→ **GIVEN RECORDS**
_ _ _ _ _

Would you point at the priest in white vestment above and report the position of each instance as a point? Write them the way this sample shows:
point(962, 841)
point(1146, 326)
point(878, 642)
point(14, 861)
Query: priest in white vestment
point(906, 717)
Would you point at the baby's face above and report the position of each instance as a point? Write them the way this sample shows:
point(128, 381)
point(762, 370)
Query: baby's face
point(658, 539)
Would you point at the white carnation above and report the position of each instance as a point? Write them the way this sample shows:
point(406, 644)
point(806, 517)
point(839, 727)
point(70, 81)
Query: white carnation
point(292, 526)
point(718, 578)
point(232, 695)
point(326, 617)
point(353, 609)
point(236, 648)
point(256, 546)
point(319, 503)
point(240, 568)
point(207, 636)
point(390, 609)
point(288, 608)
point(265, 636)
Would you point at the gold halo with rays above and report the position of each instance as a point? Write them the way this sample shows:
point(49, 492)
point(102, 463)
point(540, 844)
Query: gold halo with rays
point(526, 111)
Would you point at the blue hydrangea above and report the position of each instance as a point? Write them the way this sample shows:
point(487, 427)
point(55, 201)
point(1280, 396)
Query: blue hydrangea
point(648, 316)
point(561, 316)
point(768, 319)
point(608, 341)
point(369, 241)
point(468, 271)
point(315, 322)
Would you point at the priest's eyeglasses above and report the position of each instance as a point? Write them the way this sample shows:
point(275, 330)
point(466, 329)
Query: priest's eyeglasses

_ _ _ _ _

→ **WORK REQUIRED**
Show every line above where "shows" is found.

→ **RESPONSE TO THIS TASK**
Would you point at the priest in white vestment above and report the position of each instance as a point? Write them the way this sample shows:
Would you point at the baby's face above and report the position of each instance as a point? Write them the way this sample shows:
Would you point at the white carnation above and report the position of each instance as a point? Write them the way this sample shows:
Would you point at the gold halo with rays above and report the position of each instance as a point? Write them the way this sample shows:
Would you point at the blue hydrangea above and report the position of each instance as a point? Write them the way this sample shows:
Would you point at the priest's eyeglasses above and report the position of each instance as a point? Write them the way this sample shows:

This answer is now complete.